# TASK TO CARRY OUT
Can you give back the entries from the line containing "One pin marks each instance of the asphalt" through the line containing "x=345 y=152", changing "demolished house" to "collapsed building" and keeping everything else the same?

-------- DATA TO PROCESS --------

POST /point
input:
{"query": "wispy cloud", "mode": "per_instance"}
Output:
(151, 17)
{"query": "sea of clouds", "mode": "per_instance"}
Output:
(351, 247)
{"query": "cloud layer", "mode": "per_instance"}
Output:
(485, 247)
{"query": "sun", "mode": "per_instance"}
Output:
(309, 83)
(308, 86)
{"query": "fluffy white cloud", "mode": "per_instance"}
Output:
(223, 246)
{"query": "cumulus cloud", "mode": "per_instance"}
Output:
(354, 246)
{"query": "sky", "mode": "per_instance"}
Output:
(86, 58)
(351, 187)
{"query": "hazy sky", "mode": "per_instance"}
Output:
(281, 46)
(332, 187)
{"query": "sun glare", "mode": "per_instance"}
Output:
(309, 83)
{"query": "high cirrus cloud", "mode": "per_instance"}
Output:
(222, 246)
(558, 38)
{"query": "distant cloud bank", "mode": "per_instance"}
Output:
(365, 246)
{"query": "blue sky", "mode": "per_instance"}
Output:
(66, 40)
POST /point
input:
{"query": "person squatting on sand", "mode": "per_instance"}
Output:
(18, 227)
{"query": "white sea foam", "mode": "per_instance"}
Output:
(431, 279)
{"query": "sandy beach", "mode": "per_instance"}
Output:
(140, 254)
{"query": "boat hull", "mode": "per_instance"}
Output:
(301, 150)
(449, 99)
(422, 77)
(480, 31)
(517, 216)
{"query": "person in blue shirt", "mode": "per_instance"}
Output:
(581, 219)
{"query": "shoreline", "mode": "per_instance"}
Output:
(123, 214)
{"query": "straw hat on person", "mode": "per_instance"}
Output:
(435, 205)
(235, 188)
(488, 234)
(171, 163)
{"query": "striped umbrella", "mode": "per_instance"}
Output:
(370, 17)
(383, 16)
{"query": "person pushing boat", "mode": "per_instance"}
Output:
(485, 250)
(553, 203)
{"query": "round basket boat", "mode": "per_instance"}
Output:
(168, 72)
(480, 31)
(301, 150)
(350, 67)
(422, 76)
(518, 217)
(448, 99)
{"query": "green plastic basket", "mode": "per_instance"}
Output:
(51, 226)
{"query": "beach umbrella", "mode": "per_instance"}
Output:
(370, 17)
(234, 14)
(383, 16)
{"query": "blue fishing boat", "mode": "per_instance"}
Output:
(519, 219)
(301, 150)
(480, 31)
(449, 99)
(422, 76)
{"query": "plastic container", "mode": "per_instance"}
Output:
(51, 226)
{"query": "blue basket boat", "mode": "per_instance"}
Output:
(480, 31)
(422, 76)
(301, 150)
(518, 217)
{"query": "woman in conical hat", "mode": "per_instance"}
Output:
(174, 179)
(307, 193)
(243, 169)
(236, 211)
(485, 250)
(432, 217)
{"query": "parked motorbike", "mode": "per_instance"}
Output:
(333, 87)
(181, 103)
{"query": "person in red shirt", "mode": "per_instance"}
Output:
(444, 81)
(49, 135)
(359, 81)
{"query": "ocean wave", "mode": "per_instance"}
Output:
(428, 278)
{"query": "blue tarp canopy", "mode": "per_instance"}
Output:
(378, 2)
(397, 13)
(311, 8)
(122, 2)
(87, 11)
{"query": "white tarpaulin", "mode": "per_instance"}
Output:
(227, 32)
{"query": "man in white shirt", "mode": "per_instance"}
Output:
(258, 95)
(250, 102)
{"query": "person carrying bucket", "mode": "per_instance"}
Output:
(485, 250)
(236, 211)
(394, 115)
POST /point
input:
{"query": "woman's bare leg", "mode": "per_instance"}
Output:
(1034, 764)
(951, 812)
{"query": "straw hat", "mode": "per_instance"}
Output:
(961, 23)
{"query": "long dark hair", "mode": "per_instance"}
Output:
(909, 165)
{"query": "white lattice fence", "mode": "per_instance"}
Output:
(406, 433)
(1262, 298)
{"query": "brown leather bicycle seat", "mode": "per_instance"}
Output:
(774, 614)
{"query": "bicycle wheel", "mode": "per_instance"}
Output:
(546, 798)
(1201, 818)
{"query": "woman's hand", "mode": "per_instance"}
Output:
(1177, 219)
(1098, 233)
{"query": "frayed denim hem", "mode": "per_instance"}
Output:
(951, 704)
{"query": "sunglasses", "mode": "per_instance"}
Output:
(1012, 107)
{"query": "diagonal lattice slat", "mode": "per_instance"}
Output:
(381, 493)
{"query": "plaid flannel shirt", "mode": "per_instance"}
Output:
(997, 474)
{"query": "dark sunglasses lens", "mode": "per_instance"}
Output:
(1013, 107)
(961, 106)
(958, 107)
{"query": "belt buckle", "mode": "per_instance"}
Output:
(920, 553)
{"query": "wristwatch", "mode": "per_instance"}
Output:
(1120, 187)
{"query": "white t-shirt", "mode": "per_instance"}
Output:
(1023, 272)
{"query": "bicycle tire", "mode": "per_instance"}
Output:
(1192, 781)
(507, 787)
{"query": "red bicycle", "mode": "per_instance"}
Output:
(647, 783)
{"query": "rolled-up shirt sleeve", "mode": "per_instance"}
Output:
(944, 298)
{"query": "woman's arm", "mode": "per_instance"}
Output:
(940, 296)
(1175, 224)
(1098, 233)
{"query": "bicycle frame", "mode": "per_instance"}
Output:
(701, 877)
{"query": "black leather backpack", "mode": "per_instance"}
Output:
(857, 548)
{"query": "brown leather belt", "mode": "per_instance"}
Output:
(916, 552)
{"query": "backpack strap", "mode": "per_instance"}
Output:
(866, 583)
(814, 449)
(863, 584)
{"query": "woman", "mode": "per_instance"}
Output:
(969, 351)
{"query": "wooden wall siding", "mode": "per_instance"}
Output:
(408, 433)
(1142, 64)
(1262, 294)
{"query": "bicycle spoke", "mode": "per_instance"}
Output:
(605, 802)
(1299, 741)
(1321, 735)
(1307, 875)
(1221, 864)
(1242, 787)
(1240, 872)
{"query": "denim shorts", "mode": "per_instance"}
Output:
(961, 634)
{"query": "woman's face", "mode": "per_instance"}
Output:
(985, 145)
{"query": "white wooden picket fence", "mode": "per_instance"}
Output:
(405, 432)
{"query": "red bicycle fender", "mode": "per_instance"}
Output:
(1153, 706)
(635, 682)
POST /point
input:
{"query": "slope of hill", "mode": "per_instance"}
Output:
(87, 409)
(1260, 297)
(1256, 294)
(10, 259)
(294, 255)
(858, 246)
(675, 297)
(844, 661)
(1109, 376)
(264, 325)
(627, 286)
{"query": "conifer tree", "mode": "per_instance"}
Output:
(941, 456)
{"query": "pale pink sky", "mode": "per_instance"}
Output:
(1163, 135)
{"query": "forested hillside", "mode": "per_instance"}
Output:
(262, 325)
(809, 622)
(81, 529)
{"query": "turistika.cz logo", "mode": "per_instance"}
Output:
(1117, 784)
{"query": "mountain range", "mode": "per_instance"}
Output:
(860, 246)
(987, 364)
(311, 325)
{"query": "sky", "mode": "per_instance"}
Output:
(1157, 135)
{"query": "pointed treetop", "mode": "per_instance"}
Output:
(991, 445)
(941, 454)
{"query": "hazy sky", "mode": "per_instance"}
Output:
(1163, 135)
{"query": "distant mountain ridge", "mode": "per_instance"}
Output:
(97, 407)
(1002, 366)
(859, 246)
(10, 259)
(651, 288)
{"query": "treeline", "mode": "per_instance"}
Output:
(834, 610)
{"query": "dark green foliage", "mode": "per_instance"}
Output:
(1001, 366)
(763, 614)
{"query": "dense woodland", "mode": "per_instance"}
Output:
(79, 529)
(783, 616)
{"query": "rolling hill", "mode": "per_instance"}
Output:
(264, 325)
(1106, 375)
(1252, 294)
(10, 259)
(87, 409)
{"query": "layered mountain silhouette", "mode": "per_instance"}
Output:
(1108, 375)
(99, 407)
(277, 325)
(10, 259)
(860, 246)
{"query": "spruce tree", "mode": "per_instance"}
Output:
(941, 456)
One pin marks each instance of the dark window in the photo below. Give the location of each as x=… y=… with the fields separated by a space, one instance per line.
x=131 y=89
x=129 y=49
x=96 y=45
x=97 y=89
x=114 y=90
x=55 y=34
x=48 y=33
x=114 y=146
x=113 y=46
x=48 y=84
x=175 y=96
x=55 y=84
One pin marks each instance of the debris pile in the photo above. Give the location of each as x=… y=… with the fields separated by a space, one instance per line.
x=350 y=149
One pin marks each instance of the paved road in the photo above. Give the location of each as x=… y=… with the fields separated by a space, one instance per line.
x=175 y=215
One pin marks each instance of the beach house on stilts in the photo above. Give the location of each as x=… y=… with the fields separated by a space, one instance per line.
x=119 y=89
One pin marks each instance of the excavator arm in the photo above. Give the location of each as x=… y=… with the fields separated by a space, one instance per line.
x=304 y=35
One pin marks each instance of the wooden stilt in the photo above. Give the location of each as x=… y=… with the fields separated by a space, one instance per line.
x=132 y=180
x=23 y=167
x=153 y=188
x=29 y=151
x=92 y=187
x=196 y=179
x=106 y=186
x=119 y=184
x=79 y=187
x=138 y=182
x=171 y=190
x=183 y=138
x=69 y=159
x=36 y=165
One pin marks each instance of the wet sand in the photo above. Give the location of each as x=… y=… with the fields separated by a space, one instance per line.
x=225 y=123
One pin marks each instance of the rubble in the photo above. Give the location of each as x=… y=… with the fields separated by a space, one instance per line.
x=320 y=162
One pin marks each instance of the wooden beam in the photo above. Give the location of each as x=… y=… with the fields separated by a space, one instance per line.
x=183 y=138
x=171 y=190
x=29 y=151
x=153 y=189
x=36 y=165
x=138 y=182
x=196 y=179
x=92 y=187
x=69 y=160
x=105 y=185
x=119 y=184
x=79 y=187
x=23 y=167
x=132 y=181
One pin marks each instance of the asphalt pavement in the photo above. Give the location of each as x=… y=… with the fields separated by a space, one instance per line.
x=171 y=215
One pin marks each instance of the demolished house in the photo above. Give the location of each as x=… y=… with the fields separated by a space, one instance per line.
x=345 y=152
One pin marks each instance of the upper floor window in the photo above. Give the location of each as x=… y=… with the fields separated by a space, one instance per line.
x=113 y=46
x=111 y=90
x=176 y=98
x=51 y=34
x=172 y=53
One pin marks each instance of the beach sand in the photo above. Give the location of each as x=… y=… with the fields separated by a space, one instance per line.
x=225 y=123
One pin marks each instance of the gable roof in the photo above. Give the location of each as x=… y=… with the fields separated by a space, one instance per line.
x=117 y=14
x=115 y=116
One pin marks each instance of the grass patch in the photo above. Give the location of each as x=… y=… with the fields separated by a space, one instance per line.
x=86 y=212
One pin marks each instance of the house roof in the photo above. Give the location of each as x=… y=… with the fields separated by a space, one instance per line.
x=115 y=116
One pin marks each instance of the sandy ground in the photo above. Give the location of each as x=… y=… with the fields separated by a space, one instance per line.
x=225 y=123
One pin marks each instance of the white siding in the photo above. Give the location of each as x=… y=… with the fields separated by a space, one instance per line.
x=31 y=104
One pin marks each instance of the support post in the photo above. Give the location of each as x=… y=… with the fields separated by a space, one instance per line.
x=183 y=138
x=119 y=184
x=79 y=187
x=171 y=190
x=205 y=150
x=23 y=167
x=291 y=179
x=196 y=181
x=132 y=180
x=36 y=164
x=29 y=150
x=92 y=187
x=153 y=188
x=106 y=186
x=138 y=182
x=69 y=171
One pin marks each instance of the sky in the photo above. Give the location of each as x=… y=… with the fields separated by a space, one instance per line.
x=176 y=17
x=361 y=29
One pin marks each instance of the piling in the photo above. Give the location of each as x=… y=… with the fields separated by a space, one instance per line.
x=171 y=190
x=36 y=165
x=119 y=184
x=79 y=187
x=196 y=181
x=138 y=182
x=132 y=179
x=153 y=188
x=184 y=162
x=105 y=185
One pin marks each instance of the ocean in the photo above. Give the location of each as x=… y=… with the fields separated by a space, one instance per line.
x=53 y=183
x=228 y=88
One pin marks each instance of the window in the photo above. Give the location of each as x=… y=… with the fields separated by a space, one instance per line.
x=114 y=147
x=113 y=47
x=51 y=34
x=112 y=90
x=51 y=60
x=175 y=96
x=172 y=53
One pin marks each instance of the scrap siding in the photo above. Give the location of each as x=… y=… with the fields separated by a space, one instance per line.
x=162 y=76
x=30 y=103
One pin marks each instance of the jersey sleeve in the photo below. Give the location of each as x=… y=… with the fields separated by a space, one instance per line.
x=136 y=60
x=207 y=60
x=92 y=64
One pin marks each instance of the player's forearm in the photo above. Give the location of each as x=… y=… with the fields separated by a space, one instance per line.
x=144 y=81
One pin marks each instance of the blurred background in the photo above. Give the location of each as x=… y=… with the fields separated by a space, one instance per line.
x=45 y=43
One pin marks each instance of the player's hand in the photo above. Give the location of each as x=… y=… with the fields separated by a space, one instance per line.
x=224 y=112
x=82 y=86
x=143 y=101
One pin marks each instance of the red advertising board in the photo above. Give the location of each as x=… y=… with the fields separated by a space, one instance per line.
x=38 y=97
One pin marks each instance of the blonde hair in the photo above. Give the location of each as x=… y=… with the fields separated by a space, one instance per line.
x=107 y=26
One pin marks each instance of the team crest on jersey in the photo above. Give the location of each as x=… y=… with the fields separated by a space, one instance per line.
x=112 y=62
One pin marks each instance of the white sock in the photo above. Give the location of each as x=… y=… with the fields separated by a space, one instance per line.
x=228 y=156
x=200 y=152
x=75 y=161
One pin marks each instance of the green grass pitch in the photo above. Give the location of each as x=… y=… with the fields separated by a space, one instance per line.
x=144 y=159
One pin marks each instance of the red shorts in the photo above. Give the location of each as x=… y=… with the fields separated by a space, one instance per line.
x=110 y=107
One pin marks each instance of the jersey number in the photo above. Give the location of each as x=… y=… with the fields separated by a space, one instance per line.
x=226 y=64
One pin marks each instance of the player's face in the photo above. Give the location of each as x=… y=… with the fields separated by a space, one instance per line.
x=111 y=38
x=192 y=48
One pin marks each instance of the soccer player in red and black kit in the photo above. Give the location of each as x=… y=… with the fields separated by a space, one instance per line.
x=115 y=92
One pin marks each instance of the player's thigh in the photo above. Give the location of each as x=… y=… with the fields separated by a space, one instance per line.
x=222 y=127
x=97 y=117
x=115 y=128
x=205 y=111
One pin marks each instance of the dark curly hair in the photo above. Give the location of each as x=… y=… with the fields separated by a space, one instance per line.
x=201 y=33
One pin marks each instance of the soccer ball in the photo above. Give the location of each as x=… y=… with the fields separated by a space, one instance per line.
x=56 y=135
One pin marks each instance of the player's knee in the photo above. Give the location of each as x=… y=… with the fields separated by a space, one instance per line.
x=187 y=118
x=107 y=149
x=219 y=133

--------

# FINISHED EXERCISE
One pin marks each instance of the asphalt pavement in the photo above. Give the location of each as x=… y=… with the fields separated by a space, one instance per line.
x=171 y=215
One pin marks each instance of the collapsed building in the photo above. Give the location of each as x=… y=… with the fields separated by a space, one instance per line.
x=345 y=152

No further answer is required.